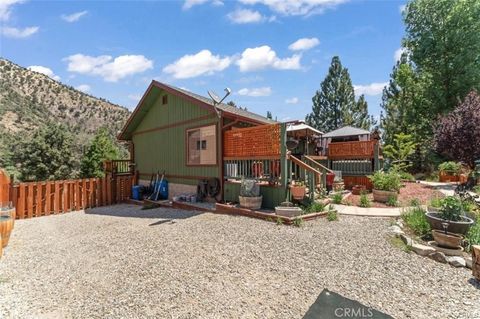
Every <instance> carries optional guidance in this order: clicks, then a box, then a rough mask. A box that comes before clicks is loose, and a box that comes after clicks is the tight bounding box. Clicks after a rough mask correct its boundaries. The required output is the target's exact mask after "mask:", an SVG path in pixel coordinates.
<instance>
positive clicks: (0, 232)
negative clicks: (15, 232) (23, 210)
mask: <svg viewBox="0 0 480 319" xmlns="http://www.w3.org/2000/svg"><path fill="white" fill-rule="evenodd" d="M12 229H13V219H12V217H10V216H0V234H1V235H0V236H1V237H2V246H3V248H5V247H6V246H7V245H8V241H9V239H10V234H11V233H12Z"/></svg>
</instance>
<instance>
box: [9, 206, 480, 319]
mask: <svg viewBox="0 0 480 319" xmlns="http://www.w3.org/2000/svg"><path fill="white" fill-rule="evenodd" d="M172 219H173V222H172ZM389 224H390V220H389V219H378V218H366V217H347V216H340V221H338V222H328V221H327V220H326V219H319V220H316V221H310V222H306V223H305V225H304V226H303V227H301V228H296V227H293V226H277V225H275V224H274V223H269V222H265V221H261V220H257V219H251V218H247V217H235V216H227V215H217V214H211V213H203V214H197V213H192V212H186V211H179V210H173V209H164V208H159V209H152V210H143V211H142V210H140V209H139V207H137V206H132V205H117V206H110V207H105V208H100V209H94V210H90V211H86V212H74V213H68V214H64V215H57V216H48V217H40V218H34V219H31V220H22V221H17V222H16V224H15V229H14V232H13V234H12V238H11V241H10V245H9V246H8V247H7V249H6V251H5V255H4V256H3V258H2V259H1V260H0V318H118V317H123V318H147V317H150V318H153V317H157V318H289V319H290V318H301V317H302V316H303V314H304V313H305V312H306V311H307V309H308V308H309V306H310V305H311V304H312V303H313V302H314V301H315V299H316V298H317V296H318V295H319V294H320V292H321V291H322V289H324V288H328V289H329V290H332V291H335V292H338V293H340V294H342V295H344V296H346V297H348V298H352V299H356V300H358V301H360V302H362V303H364V304H367V305H369V306H372V307H374V308H376V309H378V310H381V311H384V312H386V313H388V314H390V315H392V316H394V317H395V318H480V285H478V284H477V283H476V282H475V281H474V280H473V279H472V276H471V272H470V271H469V270H467V269H465V268H462V269H455V268H452V267H451V266H449V265H444V264H439V263H437V262H434V261H432V260H430V259H427V258H424V257H420V256H417V255H416V254H407V253H405V252H403V251H401V250H400V249H398V248H395V247H393V246H392V245H391V244H390V242H389V240H388V238H387V235H386V230H387V227H388V226H389Z"/></svg>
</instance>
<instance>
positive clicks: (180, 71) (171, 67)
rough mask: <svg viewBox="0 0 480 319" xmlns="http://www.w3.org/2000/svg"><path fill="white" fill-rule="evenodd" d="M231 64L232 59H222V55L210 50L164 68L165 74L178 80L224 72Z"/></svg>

☆ ☆ ☆ ☆ ☆

▶ Task goal
Could you output the listing word for word, omitting every picture?

▶ Solution
Every <instance> carries optional guidance in this order: clicks, then a box, then a rough mask. A box that comes before clicks is loose, and a box that comes after clicks is the tight bounding box. Clicks after a rough mask correct its boundaries. The required output is the target's exact mask after "mask:", an SVG path in pixel coordinates.
<instance>
positive clicks: (0, 232)
negative clicks: (15, 232) (23, 210)
mask: <svg viewBox="0 0 480 319" xmlns="http://www.w3.org/2000/svg"><path fill="white" fill-rule="evenodd" d="M12 229H13V219H12V217H10V216H0V234H1V235H0V236H1V237H2V246H3V248H5V247H6V246H7V245H8V241H9V239H10V234H11V233H12Z"/></svg>
</instance>
<instance>
box: [9, 206, 480, 319]
mask: <svg viewBox="0 0 480 319" xmlns="http://www.w3.org/2000/svg"><path fill="white" fill-rule="evenodd" d="M172 219H173V222H172ZM389 224H390V220H389V219H378V218H366V217H347V216H340V221H338V222H328V221H327V220H326V219H319V220H316V221H310V222H306V223H305V225H304V226H303V227H301V228H296V227H293V226H277V225H275V224H274V223H269V222H265V221H261V220H257V219H251V218H247V217H235V216H227V215H217V214H211V213H203V214H197V213H192V212H186V211H179V210H173V209H164V208H159V209H152V210H143V211H142V210H140V209H139V207H137V206H132V205H117V206H110V207H105V208H100V209H94V210H90V211H86V212H74V213H68V214H64V215H57V216H48V217H40V218H34V219H31V220H22V221H17V222H16V224H15V229H14V232H13V234H12V238H11V241H10V245H9V246H8V247H7V249H6V251H5V255H4V256H3V258H2V259H1V260H0V318H118V317H123V318H147V317H150V318H153V317H157V318H289V319H290V318H301V317H302V316H303V314H304V313H305V312H306V311H307V309H308V308H309V306H310V305H311V304H312V303H313V302H314V301H315V299H316V298H317V296H318V295H319V294H320V292H321V291H322V289H324V288H328V289H329V290H332V291H335V292H338V293H340V294H342V295H344V296H346V297H348V298H352V299H356V300H358V301H360V302H362V303H364V304H367V305H369V306H372V307H374V308H376V309H378V310H381V311H384V312H386V313H388V314H390V315H392V316H394V317H395V318H480V285H478V284H477V283H476V282H475V281H474V280H473V279H472V276H471V272H470V271H469V270H467V269H465V268H462V269H455V268H452V267H451V266H449V265H444V264H439V263H437V262H434V261H432V260H430V259H427V258H424V257H420V256H417V255H416V254H407V253H405V252H403V251H401V250H400V249H398V248H395V247H393V246H392V245H391V244H390V242H389V240H388V238H387V235H386V230H387V227H388V226H389Z"/></svg>
</instance>
<instance>
positive clicks: (180, 71) (171, 67)
rough mask: <svg viewBox="0 0 480 319" xmlns="http://www.w3.org/2000/svg"><path fill="white" fill-rule="evenodd" d="M231 64L232 59H222V55L210 50L164 68L165 74L178 80L224 72Z"/></svg>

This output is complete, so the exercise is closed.